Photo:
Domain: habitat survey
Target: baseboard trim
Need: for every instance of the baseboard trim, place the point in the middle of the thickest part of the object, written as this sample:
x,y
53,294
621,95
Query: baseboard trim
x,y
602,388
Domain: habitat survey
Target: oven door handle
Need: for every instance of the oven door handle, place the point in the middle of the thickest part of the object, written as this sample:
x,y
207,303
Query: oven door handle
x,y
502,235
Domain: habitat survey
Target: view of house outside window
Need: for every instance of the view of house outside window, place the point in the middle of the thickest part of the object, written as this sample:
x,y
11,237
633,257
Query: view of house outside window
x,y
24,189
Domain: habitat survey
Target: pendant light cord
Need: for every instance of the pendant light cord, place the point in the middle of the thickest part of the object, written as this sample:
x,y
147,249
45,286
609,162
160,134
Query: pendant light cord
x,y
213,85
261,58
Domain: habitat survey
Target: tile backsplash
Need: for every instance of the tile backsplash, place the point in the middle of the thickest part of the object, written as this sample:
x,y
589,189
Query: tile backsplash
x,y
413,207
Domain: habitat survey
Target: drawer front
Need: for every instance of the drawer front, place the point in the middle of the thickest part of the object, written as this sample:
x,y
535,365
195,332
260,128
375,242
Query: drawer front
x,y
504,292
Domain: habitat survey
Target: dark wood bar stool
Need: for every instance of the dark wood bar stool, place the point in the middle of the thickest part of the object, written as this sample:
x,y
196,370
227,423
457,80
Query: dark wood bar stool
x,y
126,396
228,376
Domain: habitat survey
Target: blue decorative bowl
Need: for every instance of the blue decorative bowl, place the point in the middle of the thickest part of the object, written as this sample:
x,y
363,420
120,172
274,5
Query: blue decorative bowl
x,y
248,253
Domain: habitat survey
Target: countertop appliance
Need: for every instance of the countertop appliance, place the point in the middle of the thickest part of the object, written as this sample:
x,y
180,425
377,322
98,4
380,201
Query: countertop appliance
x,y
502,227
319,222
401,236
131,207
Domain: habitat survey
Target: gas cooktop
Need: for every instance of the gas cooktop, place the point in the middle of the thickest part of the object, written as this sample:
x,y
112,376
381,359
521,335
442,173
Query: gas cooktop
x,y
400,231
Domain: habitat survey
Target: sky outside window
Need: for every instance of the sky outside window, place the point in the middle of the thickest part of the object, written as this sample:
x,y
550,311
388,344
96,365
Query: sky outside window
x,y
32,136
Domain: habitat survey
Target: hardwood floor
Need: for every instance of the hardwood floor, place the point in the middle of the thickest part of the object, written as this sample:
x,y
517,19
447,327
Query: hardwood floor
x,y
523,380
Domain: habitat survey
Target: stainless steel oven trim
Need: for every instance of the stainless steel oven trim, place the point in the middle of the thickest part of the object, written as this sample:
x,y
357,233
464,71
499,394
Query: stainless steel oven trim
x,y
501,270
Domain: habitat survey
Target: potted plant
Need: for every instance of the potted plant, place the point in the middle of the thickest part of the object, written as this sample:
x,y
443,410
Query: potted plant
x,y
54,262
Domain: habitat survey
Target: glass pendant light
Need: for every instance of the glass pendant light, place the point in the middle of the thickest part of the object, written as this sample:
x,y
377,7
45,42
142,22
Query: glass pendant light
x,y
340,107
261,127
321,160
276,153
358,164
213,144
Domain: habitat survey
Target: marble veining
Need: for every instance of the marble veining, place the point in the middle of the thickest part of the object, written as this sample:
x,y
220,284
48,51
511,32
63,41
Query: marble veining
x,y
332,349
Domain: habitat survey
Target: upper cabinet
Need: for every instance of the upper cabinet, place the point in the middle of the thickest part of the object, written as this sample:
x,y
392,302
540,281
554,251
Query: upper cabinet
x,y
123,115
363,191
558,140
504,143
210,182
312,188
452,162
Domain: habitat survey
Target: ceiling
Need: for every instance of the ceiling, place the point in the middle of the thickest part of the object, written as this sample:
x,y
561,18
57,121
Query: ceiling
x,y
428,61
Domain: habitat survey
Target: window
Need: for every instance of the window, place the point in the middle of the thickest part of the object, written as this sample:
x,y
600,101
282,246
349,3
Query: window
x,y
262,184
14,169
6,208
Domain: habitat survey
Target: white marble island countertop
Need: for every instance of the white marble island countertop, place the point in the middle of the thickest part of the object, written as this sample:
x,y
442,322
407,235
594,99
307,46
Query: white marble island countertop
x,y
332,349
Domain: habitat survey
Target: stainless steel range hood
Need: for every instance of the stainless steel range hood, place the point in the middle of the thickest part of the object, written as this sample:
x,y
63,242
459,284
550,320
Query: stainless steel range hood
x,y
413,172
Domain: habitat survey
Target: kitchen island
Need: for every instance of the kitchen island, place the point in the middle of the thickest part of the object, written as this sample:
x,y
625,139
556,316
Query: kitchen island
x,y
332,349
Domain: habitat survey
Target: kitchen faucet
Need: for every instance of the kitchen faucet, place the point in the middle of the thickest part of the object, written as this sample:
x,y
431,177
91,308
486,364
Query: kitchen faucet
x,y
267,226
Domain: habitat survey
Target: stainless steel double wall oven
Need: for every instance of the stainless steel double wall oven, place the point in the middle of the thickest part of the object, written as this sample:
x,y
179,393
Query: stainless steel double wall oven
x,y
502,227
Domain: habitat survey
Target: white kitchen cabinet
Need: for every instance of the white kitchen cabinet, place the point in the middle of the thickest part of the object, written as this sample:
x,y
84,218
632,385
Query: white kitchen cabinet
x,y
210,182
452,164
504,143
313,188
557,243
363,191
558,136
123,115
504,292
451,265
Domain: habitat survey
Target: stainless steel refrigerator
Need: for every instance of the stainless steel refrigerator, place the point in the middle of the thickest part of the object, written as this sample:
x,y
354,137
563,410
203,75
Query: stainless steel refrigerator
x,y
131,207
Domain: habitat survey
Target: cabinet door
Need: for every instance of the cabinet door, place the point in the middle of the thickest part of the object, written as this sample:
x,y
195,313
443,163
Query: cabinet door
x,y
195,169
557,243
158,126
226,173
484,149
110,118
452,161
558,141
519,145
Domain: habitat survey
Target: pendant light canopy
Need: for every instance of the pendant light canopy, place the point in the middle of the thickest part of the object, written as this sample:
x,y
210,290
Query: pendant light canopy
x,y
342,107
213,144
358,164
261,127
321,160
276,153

────────────────────

Problem to solve: Select each line above that contains the word "tile" and copy it out.

Response to the task:
Target: tile backsplash
Need: for every instance of the tile backsplash, place the point in the middle of the thickest part of the object, written as this sample:
Query: tile backsplash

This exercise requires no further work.